- GOAL
Resume the forum post about missing PageNumber values in Vertex AI Search results, starting after its last sentence.

- PROVIDED TEXT
Hello,
I'm currently working with an unstructured (Import with Metadata.JSONL) search application using Vertex AI Search. I've noticed that the PageNumber value is missing from my search results. In my previous experience with similar search implementations, this value is typically present to indicate which page of the document the search result comes from.
I would appreciate clarification on:
Has anyone else encountered similar behavior or could explain the expected behavior regarding PageNumber values in Vertex AI Search?
Thank you in advance for any insights.

Collected data entries

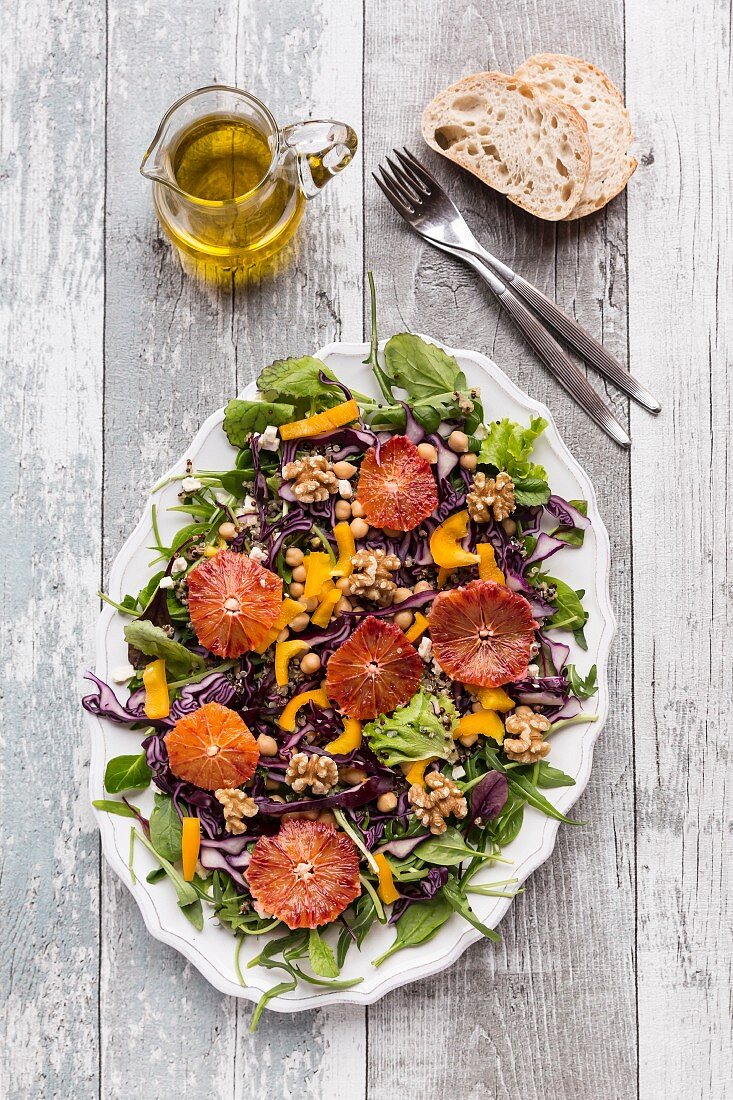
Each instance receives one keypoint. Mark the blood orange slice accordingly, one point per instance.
(374, 671)
(232, 603)
(211, 748)
(306, 875)
(482, 634)
(396, 487)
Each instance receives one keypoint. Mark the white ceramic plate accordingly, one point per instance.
(211, 950)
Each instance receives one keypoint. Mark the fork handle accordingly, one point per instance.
(550, 352)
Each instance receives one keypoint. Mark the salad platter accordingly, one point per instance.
(350, 671)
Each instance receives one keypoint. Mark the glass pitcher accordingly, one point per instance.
(229, 185)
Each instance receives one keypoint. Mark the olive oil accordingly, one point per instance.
(240, 205)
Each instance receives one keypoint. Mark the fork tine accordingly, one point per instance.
(417, 178)
(396, 187)
(394, 199)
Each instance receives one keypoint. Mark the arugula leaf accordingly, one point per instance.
(165, 828)
(447, 849)
(153, 641)
(127, 773)
(509, 447)
(459, 903)
(297, 382)
(244, 417)
(418, 924)
(580, 688)
(414, 732)
(321, 956)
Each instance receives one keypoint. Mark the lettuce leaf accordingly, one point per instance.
(415, 730)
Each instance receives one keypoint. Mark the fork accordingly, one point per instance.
(419, 199)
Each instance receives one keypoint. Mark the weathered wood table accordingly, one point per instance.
(612, 979)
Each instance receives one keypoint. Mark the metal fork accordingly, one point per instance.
(420, 200)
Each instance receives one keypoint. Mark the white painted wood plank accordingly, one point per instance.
(525, 1018)
(681, 241)
(52, 134)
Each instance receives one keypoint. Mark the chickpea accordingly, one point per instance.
(266, 745)
(294, 557)
(228, 531)
(428, 452)
(310, 663)
(343, 470)
(458, 442)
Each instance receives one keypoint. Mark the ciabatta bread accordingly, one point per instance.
(600, 102)
(523, 142)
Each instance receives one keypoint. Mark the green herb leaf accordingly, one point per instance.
(165, 828)
(241, 418)
(153, 641)
(321, 956)
(121, 809)
(459, 903)
(447, 849)
(418, 924)
(415, 732)
(127, 773)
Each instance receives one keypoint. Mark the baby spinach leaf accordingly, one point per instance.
(447, 849)
(420, 367)
(418, 924)
(241, 418)
(127, 773)
(165, 828)
(153, 641)
(459, 903)
(321, 956)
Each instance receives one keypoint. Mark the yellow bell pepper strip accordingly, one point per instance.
(288, 611)
(157, 702)
(190, 845)
(416, 771)
(347, 741)
(323, 614)
(336, 417)
(488, 568)
(418, 627)
(485, 723)
(284, 653)
(385, 889)
(345, 541)
(446, 542)
(318, 569)
(492, 699)
(286, 719)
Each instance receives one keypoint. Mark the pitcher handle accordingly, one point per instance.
(324, 147)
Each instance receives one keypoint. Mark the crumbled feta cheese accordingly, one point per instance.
(122, 673)
(270, 439)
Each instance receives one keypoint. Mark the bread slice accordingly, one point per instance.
(600, 102)
(518, 140)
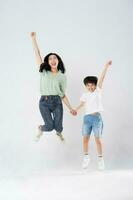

- REPLY TO THE TASK
Search Code Ref :
response = client.search(
request=discoveryengine.SearchRequest(
query=user_query,
# filter=f"category: ANY(\"{filter}\")",
page_size=10,
serving_config=serving_config,
content_search_spec=discoveryengine.SearchRequest.ContentSearchSpec(
extractive_content_spec=discoveryengine.SearchRequest.ContentSearchSpec.ExtractiveContentSpec(
max_extractive_segment_count=4,
return_extractive_segment_score=True,
num_previous_segments=1,
num_next_segments=1,
)
),
query_expansion_spec=discoveryengine.SearchRequest.QueryExpansionSpec(
condition=discoveryengine.SearchRequest.QueryExpansionSpec.Condition.AUTO,
pin_unexpanded_results=True,
),
spell_correction_spec=discoveryengine.SearchRequest.SpellCorrectionSpec(
mode=discoveryengine.SearchRequest.SpellCorrectionSpec.Mode.AUTO
)
)
)
print(response)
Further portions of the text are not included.